_Directions for this task_
Print out each record below, unaltered and complete, without its images.

_Records provided_
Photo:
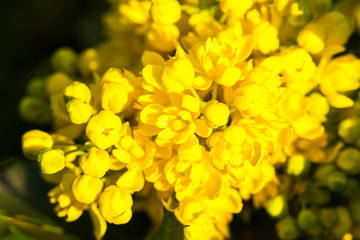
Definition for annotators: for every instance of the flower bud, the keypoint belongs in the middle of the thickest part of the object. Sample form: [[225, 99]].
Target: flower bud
[[339, 27], [306, 219], [300, 13], [349, 130], [34, 110], [37, 88], [114, 97], [86, 189], [216, 113], [57, 82], [34, 141], [286, 228], [162, 38], [276, 206], [328, 217], [115, 205], [51, 160], [131, 180], [178, 74], [298, 165], [64, 59], [77, 90], [349, 160], [318, 196], [95, 163], [336, 181], [79, 111], [355, 211], [343, 224], [312, 38]]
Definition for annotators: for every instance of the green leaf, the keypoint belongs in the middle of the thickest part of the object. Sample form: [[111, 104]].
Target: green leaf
[[171, 228]]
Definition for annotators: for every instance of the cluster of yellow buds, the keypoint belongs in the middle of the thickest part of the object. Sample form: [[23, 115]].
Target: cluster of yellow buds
[[217, 96]]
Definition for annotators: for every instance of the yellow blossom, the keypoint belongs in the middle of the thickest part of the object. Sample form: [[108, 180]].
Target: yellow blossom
[[312, 37], [236, 8], [34, 141], [86, 189], [344, 68], [166, 12], [218, 61], [115, 205], [95, 163], [216, 114], [170, 125], [103, 129], [77, 90], [79, 111], [51, 160], [162, 38]]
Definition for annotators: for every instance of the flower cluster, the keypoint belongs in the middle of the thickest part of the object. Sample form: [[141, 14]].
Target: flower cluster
[[217, 96]]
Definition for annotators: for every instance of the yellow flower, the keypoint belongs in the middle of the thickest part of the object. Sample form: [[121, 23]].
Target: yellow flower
[[265, 37], [339, 27], [162, 38], [57, 82], [64, 59], [177, 74], [114, 97], [117, 90], [79, 111], [166, 12], [216, 114], [115, 205], [344, 68], [233, 147], [136, 11], [298, 70], [235, 8], [95, 163], [103, 129], [34, 141], [86, 189], [51, 160], [132, 180], [170, 125], [312, 37], [77, 90], [218, 61]]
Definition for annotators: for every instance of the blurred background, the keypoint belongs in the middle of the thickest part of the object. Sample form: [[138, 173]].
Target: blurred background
[[30, 31]]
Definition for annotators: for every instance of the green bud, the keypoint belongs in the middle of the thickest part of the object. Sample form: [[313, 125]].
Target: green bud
[[306, 219], [276, 206], [300, 13], [77, 90], [286, 228], [349, 160], [352, 186], [79, 111], [318, 196], [51, 160], [298, 165], [321, 173], [64, 60], [355, 211], [349, 130], [37, 88], [344, 223], [336, 181], [356, 108], [328, 217], [34, 110]]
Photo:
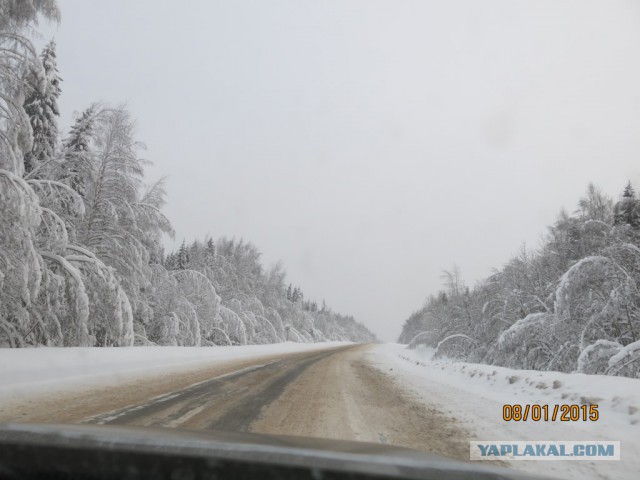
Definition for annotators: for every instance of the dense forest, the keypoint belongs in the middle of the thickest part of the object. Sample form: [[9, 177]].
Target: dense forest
[[81, 229], [573, 304]]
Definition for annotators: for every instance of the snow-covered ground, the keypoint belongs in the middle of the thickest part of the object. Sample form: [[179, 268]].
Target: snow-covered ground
[[25, 372], [475, 394]]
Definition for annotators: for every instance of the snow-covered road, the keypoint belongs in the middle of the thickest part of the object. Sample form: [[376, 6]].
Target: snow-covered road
[[375, 393]]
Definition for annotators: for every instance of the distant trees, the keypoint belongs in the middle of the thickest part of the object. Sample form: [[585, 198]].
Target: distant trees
[[572, 304], [255, 306], [81, 261]]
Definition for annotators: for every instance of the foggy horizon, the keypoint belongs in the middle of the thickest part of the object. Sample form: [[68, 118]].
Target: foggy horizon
[[368, 145]]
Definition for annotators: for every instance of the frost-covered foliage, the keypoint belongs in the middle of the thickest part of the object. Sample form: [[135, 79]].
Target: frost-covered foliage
[[571, 305], [256, 306], [81, 262]]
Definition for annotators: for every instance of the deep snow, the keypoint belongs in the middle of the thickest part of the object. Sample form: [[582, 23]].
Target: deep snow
[[475, 394]]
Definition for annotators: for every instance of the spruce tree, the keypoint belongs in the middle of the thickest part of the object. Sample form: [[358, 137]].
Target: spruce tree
[[77, 151], [41, 106], [182, 262]]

_Solution_
Photo:
Definition for annotators: for every instance of the flower bud, the keypoint belongs in the middle of the thickest part of the object. Sample form: [[225, 99]].
Target: flower bud
[[339, 27], [306, 219], [300, 13], [349, 130], [34, 110], [37, 88], [114, 97], [86, 189], [216, 113], [57, 82], [34, 141], [286, 228], [162, 38], [276, 206], [328, 217], [115, 205], [51, 160], [131, 180], [178, 74], [298, 165], [64, 59], [77, 90], [349, 160], [318, 196], [95, 163], [336, 181], [79, 111], [355, 211], [343, 224], [312, 38]]
Definition for annotators: for every instance of the green leaf, the keypoint belongs in the middle of the thickest part of the object. Sample form: [[111, 104]].
Target: green leaf
[[171, 228]]
Definition for annotators: for every instance of the cluster of yellow buds, the keypoint belongs in the middle of the thickest part of the object. Sample form: [[23, 115]].
Target: cluster of yellow buds
[[217, 96]]
Definition for annotators: for every instance of the yellow blossom, the keypoint belongs in the middle of the thickest part of the object. Sample form: [[108, 180]].
Target: yellow blossom
[[312, 37], [236, 8], [34, 141], [86, 189], [344, 68], [166, 12], [218, 61], [115, 205], [95, 163], [216, 114], [170, 125], [103, 129], [77, 90], [79, 111], [51, 160], [162, 38]]
Definition for annotators: for every instance of the flower cluster, the keypoint belongs in the middle of the thickest part of the object. Sample form: [[141, 14]].
Target: flower cluster
[[217, 96]]
Definition for annotators: for every instance of the yellow flower, the keypoint belongs in the middle of the thickest part of the object. Sample form: [[121, 23]].
Target: yellow flower
[[265, 37], [339, 27], [162, 38], [57, 82], [64, 59], [177, 74], [114, 97], [117, 90], [79, 111], [166, 12], [216, 114], [115, 205], [344, 68], [233, 147], [136, 11], [298, 70], [235, 8], [95, 163], [103, 129], [34, 141], [86, 189], [51, 160], [132, 180], [170, 125], [312, 37], [77, 90], [218, 61]]
Definition for annotators: for every instance of the blurred background, the keypoint belongs in the middle of the thickest part of the object. Sample form: [[138, 173]].
Target: blurred background
[[30, 31]]
Definition for annotators: for every instance of the green bud, the keypoint belongs in the middle of the thickest part of the object. Sample form: [[313, 125]].
Target: green bud
[[306, 219], [276, 206], [300, 13], [77, 90], [286, 228], [349, 160], [352, 186], [79, 111], [318, 196], [51, 160], [298, 165], [321, 173], [64, 60], [355, 211], [349, 130], [37, 88], [344, 223], [336, 181], [356, 108], [328, 217], [34, 110]]
Photo:
Definition for annotators: for every instance of the dense forest, the keypoint belongs in the middle of the thickest part of the object. Sample form: [[9, 177]].
Target: dense forest
[[81, 229], [573, 304]]
Definition for annotators: for every instance of the snow-covered ground, the keypoint belongs in the middle of the thickest part of the object. Sample form: [[179, 268]].
Target: snow-covered ground
[[25, 372], [475, 394]]
Definition for annotators: for every instance of the snow-covered road, the keypoint belongs in the middle of the thickest part of the object. Sample form: [[376, 6]].
Target: snow-covered road
[[375, 393]]
Definition for annotators: for every instance of the distant trees, the keypoint belongs in the middle of the thickest part of the object. Sample form: [[585, 198]].
Target: distant trees
[[572, 304], [255, 306], [81, 261]]
Definition for annotators: for every instance of the foggy horizon, the keypoint belongs in the middle of the thickest part of the object. Sample form: [[68, 118]].
Target: foggy horizon
[[368, 145]]
Definition for annotators: for every instance of the frost-covered foliage, the keypoint belongs in the middle of the thickest part of the object. Sample form: [[135, 79]].
Target: frost-covered foliage
[[571, 305], [256, 306], [81, 262]]
Definition for annotators: for every instance of the deep snow, the keypoint belongs in the middle of the thickest part of the object. Sample form: [[582, 23]].
Target: deep snow
[[475, 394]]
Definition for annotators: for every instance of the spruce tree, the keypoint belongs in the middle of the thickest part of the object. Sample form: [[358, 137]].
Target: spruce tree
[[77, 151], [41, 106], [182, 262]]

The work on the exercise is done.